Records for this exercise:
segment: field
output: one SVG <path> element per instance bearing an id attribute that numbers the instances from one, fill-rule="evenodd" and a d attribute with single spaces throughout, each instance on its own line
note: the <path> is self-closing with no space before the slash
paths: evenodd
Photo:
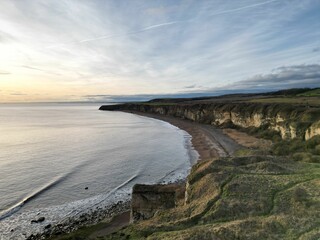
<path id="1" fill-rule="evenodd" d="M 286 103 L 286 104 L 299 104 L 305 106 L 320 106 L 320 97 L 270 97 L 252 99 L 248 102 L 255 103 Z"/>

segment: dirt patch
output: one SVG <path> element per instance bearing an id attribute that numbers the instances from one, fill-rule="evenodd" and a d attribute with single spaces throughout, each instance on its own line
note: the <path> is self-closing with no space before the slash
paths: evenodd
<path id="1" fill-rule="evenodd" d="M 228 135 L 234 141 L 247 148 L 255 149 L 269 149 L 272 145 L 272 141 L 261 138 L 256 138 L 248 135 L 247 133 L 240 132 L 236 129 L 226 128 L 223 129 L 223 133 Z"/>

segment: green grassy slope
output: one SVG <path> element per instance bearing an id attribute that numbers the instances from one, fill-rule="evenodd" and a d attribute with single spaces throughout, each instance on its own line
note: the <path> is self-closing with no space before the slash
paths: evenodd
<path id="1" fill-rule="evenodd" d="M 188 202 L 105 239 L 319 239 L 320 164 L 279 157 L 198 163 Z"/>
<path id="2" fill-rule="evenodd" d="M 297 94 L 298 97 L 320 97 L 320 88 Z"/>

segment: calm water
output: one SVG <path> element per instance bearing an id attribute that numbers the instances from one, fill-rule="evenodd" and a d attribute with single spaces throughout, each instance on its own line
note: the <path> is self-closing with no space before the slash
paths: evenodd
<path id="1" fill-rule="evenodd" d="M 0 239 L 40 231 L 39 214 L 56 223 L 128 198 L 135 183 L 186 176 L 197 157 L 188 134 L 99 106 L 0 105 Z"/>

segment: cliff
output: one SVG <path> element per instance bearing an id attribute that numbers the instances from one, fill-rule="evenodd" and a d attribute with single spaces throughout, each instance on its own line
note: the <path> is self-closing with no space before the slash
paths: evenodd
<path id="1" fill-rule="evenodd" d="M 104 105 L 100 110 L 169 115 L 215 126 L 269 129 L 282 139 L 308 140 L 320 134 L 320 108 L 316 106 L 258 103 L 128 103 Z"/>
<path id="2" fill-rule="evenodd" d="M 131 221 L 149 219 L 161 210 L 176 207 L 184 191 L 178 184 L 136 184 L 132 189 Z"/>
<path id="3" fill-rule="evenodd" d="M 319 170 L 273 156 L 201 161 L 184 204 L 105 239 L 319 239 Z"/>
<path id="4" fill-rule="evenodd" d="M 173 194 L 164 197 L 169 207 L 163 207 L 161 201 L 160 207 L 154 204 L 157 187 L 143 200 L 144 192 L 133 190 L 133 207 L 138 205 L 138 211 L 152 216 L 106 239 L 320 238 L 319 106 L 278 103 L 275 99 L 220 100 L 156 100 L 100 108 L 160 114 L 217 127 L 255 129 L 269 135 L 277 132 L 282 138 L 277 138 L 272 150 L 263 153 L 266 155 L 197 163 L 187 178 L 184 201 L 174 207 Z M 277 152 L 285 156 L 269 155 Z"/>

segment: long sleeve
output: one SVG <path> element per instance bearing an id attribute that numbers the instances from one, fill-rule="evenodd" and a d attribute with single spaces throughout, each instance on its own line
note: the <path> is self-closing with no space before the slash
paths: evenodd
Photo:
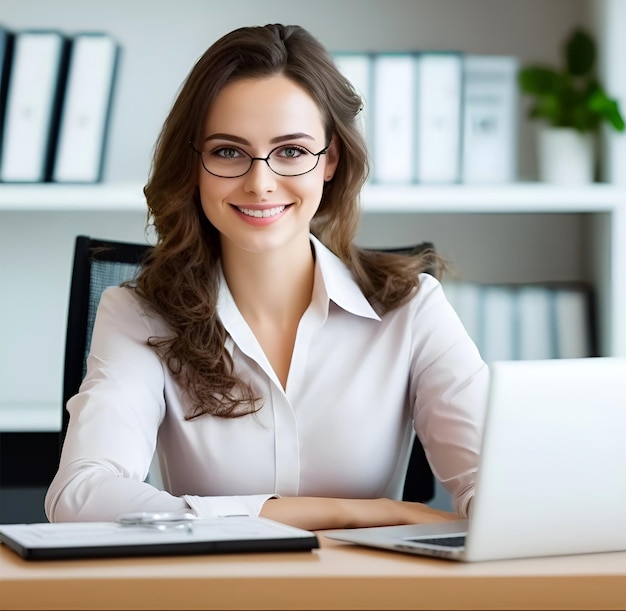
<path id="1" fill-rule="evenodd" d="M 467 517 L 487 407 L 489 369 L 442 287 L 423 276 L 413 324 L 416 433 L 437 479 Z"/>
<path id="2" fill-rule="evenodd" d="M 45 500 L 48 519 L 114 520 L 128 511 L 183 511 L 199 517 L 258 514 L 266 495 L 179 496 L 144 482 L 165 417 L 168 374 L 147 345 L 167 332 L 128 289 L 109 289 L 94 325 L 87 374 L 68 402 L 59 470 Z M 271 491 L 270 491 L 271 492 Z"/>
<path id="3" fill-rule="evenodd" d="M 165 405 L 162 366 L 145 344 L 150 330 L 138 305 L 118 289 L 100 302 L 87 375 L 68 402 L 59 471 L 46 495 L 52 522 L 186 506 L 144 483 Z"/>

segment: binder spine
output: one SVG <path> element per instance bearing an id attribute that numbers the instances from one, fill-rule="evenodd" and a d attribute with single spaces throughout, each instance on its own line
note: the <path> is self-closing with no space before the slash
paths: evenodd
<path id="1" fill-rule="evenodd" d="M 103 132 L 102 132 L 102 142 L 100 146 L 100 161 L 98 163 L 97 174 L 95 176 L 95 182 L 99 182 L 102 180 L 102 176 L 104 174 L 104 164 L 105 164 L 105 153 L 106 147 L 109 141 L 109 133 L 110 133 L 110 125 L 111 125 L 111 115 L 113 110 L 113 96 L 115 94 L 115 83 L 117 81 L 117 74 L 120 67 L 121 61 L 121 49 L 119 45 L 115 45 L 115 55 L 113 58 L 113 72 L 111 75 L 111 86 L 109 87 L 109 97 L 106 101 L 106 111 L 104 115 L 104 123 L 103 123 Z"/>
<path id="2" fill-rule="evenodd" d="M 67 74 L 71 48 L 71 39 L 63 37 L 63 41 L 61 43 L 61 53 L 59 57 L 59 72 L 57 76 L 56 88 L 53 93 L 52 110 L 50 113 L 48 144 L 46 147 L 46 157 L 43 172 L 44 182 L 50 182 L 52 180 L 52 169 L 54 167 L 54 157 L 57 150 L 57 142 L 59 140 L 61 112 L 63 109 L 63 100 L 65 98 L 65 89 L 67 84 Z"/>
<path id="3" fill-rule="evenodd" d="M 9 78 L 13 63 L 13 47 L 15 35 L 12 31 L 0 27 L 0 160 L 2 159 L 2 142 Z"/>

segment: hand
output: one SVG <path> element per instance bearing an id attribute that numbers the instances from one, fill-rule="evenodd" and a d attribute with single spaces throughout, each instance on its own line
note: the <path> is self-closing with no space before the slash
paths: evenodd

--

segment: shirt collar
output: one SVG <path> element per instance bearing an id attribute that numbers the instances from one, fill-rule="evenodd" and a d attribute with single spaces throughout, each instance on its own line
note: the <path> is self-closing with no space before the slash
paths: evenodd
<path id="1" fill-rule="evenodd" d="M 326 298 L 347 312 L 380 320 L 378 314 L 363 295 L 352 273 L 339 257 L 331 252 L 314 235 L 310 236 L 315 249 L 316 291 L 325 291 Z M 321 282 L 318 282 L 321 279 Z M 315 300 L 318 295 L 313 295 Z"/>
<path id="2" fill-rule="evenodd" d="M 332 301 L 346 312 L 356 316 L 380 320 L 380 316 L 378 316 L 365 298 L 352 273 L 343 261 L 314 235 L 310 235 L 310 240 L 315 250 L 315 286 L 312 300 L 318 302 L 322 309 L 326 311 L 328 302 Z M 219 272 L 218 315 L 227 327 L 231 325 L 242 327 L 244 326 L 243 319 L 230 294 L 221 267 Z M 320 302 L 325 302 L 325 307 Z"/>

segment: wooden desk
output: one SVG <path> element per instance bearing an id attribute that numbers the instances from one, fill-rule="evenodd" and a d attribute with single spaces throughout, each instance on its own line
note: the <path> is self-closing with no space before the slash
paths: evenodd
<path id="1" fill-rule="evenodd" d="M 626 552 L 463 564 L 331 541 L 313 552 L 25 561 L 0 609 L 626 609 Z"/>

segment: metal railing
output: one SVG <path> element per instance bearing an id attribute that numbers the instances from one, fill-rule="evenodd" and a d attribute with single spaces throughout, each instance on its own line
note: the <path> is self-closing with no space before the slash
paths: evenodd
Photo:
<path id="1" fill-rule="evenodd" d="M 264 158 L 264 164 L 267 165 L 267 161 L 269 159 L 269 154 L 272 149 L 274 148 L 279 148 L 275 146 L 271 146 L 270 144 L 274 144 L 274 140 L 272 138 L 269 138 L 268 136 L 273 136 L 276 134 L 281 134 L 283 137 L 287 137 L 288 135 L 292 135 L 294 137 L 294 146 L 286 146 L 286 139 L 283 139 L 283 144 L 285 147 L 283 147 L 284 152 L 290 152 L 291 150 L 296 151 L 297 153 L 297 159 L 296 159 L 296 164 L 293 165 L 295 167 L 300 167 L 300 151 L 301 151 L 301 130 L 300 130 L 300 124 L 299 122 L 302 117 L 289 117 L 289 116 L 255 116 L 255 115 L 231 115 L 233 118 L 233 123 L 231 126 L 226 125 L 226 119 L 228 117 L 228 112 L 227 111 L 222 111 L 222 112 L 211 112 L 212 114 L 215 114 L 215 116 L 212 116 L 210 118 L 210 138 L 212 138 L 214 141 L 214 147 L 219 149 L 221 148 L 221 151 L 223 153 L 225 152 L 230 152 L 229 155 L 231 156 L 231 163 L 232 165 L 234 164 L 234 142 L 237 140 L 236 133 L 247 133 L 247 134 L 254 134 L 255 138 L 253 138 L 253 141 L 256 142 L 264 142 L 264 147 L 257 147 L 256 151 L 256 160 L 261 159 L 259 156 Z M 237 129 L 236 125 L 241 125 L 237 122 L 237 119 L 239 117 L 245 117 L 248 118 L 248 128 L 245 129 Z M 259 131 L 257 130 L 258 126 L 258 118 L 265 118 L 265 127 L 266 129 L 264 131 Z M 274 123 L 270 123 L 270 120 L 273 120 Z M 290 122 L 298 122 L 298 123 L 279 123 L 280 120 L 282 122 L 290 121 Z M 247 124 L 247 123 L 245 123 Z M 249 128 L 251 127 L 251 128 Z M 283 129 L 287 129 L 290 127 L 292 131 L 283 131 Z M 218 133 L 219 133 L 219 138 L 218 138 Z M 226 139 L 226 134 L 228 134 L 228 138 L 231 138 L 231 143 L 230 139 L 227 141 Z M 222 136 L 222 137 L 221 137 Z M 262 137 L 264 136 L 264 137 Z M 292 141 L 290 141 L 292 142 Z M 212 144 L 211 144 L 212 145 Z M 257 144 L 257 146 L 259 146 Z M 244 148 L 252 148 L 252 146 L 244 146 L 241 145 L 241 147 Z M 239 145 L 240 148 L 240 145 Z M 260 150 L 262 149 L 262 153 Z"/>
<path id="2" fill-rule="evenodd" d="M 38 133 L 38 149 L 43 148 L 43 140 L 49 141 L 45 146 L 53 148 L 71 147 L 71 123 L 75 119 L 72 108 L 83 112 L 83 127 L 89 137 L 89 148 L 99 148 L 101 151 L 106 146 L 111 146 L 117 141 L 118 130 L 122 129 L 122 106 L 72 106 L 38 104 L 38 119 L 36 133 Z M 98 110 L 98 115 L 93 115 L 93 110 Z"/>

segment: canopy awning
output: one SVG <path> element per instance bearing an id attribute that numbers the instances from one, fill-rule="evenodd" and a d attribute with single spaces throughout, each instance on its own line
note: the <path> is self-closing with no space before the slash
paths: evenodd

Work instructions: Scan the material above for the word "segment", and copy each line where it appears.

Exercise answer:
segment: field
segment: dirt patch
segment: green grassy slope
segment: calm water
segment: cliff
segment: long sleeve
segment: binder spine
segment: hand
segment: shirt collar
segment: wooden desk
segment: metal railing
segment: canopy awning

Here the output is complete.